** Start Provided entries **
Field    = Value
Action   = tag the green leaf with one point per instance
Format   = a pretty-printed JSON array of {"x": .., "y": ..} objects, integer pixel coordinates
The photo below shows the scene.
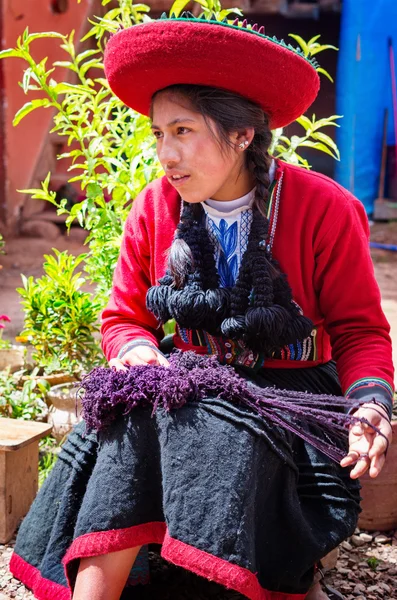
[
  {"x": 45, "y": 34},
  {"x": 319, "y": 146},
  {"x": 11, "y": 52},
  {"x": 65, "y": 88},
  {"x": 29, "y": 107},
  {"x": 301, "y": 42},
  {"x": 312, "y": 40}
]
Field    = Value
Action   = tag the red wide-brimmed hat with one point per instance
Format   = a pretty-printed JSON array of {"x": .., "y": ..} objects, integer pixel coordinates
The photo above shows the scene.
[{"x": 146, "y": 58}]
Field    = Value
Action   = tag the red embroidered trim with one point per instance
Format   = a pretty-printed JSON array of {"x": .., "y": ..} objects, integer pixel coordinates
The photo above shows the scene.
[
  {"x": 103, "y": 542},
  {"x": 197, "y": 561},
  {"x": 44, "y": 589},
  {"x": 216, "y": 569}
]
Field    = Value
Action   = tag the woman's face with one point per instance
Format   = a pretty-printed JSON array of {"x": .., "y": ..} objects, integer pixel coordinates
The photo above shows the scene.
[{"x": 191, "y": 154}]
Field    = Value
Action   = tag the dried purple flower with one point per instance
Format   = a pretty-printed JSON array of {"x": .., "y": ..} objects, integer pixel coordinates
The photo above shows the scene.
[{"x": 107, "y": 394}]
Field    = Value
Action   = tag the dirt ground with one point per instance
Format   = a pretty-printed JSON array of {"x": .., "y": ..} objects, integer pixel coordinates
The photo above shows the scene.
[{"x": 25, "y": 255}]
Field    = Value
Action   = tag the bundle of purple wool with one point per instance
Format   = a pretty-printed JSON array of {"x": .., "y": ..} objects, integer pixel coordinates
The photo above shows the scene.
[{"x": 106, "y": 394}]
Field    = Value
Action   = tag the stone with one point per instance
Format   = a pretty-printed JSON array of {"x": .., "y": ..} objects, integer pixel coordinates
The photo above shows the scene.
[
  {"x": 381, "y": 539},
  {"x": 347, "y": 546},
  {"x": 373, "y": 588},
  {"x": 357, "y": 541},
  {"x": 40, "y": 229}
]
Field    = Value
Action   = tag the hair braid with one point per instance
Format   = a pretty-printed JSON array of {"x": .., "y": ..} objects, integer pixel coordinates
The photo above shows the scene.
[
  {"x": 189, "y": 292},
  {"x": 259, "y": 308}
]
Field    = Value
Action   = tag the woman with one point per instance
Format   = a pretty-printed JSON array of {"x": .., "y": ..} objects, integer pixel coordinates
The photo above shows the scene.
[{"x": 268, "y": 268}]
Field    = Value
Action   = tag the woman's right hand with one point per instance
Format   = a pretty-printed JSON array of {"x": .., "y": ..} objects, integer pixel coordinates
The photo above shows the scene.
[{"x": 139, "y": 355}]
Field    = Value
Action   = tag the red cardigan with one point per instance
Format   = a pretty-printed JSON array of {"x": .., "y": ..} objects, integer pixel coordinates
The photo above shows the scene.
[{"x": 321, "y": 243}]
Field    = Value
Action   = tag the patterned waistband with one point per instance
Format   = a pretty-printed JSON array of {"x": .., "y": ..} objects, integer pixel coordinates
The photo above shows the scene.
[{"x": 233, "y": 352}]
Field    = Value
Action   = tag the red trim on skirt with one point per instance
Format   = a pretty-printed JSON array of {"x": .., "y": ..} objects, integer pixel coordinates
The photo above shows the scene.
[{"x": 197, "y": 561}]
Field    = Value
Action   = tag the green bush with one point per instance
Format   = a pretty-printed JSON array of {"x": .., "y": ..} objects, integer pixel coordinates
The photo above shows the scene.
[
  {"x": 61, "y": 318},
  {"x": 26, "y": 401},
  {"x": 113, "y": 158}
]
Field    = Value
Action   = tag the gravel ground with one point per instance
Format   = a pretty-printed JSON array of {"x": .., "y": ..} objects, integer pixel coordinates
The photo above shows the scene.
[{"x": 366, "y": 570}]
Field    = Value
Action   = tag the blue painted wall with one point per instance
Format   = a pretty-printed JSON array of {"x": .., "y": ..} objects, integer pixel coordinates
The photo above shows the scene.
[{"x": 363, "y": 92}]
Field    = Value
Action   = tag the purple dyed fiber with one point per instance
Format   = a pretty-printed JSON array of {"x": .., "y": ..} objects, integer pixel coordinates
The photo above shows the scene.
[{"x": 106, "y": 394}]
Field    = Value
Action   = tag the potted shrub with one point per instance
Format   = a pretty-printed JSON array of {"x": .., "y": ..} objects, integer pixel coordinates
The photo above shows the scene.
[
  {"x": 112, "y": 156},
  {"x": 61, "y": 323},
  {"x": 22, "y": 400},
  {"x": 379, "y": 495}
]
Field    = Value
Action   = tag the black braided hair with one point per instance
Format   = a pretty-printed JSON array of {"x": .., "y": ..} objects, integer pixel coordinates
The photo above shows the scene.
[
  {"x": 259, "y": 308},
  {"x": 191, "y": 295}
]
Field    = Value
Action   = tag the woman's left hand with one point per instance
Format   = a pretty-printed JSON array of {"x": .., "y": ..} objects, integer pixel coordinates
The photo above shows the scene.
[{"x": 366, "y": 447}]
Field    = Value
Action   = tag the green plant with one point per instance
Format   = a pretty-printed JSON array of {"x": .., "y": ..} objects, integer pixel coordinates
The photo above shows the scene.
[
  {"x": 61, "y": 318},
  {"x": 312, "y": 47},
  {"x": 22, "y": 401},
  {"x": 48, "y": 454},
  {"x": 286, "y": 148},
  {"x": 110, "y": 145},
  {"x": 4, "y": 344}
]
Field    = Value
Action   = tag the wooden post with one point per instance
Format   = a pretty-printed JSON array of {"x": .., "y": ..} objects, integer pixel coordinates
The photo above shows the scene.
[{"x": 19, "y": 457}]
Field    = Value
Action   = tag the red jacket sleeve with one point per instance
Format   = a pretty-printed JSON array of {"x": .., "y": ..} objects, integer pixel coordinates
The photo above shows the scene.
[
  {"x": 126, "y": 317},
  {"x": 350, "y": 300}
]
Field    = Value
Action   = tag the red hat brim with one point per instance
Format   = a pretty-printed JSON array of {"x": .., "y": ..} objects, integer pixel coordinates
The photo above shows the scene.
[{"x": 146, "y": 58}]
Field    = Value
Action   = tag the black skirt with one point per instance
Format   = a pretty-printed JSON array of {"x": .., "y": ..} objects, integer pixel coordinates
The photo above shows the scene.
[{"x": 224, "y": 494}]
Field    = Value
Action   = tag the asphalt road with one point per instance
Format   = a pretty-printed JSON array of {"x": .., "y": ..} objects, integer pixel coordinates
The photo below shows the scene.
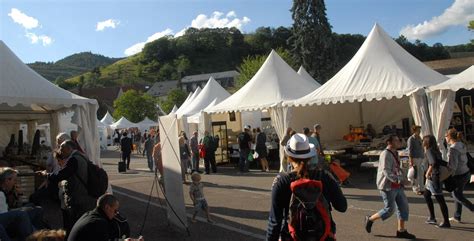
[{"x": 239, "y": 204}]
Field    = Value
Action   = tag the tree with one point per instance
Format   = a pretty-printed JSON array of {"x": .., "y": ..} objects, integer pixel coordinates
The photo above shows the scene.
[
  {"x": 135, "y": 106},
  {"x": 313, "y": 43},
  {"x": 252, "y": 64}
]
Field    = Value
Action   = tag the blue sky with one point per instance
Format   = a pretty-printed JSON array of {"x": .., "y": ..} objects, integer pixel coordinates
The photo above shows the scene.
[{"x": 48, "y": 30}]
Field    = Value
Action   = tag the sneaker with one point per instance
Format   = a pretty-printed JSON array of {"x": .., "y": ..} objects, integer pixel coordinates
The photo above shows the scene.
[
  {"x": 431, "y": 221},
  {"x": 453, "y": 219},
  {"x": 405, "y": 234},
  {"x": 368, "y": 224},
  {"x": 443, "y": 225}
]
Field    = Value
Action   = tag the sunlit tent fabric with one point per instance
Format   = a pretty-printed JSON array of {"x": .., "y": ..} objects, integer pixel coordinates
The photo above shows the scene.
[
  {"x": 107, "y": 119},
  {"x": 442, "y": 98},
  {"x": 273, "y": 83},
  {"x": 147, "y": 123},
  {"x": 381, "y": 70},
  {"x": 188, "y": 101},
  {"x": 302, "y": 71},
  {"x": 27, "y": 97},
  {"x": 123, "y": 123},
  {"x": 211, "y": 91}
]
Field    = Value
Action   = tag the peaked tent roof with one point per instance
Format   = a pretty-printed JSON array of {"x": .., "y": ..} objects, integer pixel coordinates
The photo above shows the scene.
[
  {"x": 379, "y": 69},
  {"x": 19, "y": 84},
  {"x": 175, "y": 108},
  {"x": 107, "y": 119},
  {"x": 123, "y": 123},
  {"x": 212, "y": 91},
  {"x": 188, "y": 100},
  {"x": 273, "y": 83},
  {"x": 302, "y": 71},
  {"x": 464, "y": 80}
]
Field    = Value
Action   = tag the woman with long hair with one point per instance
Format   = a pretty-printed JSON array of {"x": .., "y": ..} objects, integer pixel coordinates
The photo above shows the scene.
[
  {"x": 457, "y": 161},
  {"x": 433, "y": 183},
  {"x": 299, "y": 152}
]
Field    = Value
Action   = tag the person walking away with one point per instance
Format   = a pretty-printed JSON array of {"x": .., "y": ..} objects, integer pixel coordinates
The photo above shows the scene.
[
  {"x": 283, "y": 142},
  {"x": 261, "y": 149},
  {"x": 149, "y": 144},
  {"x": 197, "y": 196},
  {"x": 416, "y": 159},
  {"x": 433, "y": 182},
  {"x": 299, "y": 152},
  {"x": 194, "y": 144},
  {"x": 244, "y": 141},
  {"x": 390, "y": 182},
  {"x": 126, "y": 148},
  {"x": 313, "y": 163},
  {"x": 185, "y": 155},
  {"x": 457, "y": 161}
]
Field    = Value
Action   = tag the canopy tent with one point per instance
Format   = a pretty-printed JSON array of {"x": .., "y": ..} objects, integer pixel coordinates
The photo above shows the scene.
[
  {"x": 147, "y": 123},
  {"x": 123, "y": 123},
  {"x": 441, "y": 100},
  {"x": 380, "y": 70},
  {"x": 302, "y": 71},
  {"x": 107, "y": 119},
  {"x": 188, "y": 100},
  {"x": 211, "y": 91},
  {"x": 25, "y": 96},
  {"x": 175, "y": 108},
  {"x": 273, "y": 83}
]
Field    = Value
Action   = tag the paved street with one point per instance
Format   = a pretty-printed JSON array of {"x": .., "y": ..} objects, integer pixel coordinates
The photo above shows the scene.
[{"x": 239, "y": 204}]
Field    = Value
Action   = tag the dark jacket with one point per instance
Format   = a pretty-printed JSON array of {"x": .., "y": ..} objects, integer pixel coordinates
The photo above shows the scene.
[
  {"x": 75, "y": 192},
  {"x": 93, "y": 225},
  {"x": 126, "y": 144},
  {"x": 281, "y": 194}
]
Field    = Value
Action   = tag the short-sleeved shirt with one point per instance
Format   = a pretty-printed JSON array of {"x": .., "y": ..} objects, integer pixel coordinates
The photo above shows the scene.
[
  {"x": 415, "y": 147},
  {"x": 244, "y": 140},
  {"x": 197, "y": 190}
]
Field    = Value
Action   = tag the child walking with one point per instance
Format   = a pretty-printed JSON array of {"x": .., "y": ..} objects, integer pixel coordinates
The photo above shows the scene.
[{"x": 197, "y": 196}]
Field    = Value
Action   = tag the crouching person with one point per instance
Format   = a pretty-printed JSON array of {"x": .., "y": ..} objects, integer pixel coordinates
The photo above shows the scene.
[{"x": 98, "y": 224}]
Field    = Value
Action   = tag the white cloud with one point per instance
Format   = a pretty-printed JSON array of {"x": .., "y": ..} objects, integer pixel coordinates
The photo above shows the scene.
[
  {"x": 45, "y": 40},
  {"x": 24, "y": 20},
  {"x": 136, "y": 48},
  {"x": 460, "y": 13},
  {"x": 216, "y": 20},
  {"x": 109, "y": 23}
]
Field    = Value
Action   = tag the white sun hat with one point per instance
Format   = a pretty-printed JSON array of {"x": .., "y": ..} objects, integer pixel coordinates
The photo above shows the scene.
[{"x": 299, "y": 147}]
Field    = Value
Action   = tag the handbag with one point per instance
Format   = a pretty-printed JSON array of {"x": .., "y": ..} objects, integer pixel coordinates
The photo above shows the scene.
[{"x": 444, "y": 173}]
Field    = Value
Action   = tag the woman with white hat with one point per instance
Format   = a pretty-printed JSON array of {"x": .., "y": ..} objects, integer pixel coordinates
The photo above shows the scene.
[{"x": 299, "y": 152}]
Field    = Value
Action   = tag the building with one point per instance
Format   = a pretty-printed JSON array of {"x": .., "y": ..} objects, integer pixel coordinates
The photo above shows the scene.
[
  {"x": 161, "y": 89},
  {"x": 226, "y": 79}
]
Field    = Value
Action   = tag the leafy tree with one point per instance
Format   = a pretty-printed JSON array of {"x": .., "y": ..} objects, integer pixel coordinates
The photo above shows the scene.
[
  {"x": 313, "y": 42},
  {"x": 252, "y": 64},
  {"x": 175, "y": 97},
  {"x": 135, "y": 106}
]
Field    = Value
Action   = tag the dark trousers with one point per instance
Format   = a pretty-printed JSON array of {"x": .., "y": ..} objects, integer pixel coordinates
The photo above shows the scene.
[
  {"x": 458, "y": 195},
  {"x": 126, "y": 156}
]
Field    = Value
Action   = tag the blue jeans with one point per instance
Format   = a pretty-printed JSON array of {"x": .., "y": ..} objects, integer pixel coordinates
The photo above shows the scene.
[
  {"x": 244, "y": 153},
  {"x": 17, "y": 222},
  {"x": 391, "y": 199},
  {"x": 459, "y": 199}
]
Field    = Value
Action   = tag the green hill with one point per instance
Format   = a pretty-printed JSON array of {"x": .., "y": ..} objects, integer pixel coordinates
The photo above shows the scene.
[{"x": 70, "y": 66}]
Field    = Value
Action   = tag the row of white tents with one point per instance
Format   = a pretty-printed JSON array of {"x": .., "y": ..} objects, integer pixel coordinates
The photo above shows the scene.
** End Provided entries **
Your goal
Select every line in the records above that holds the word "jacket" and copy each one out.

Full solution
Action   = tag the red jacket sleeve with one point per instance
Action   = tag the dark jacket with one point per instance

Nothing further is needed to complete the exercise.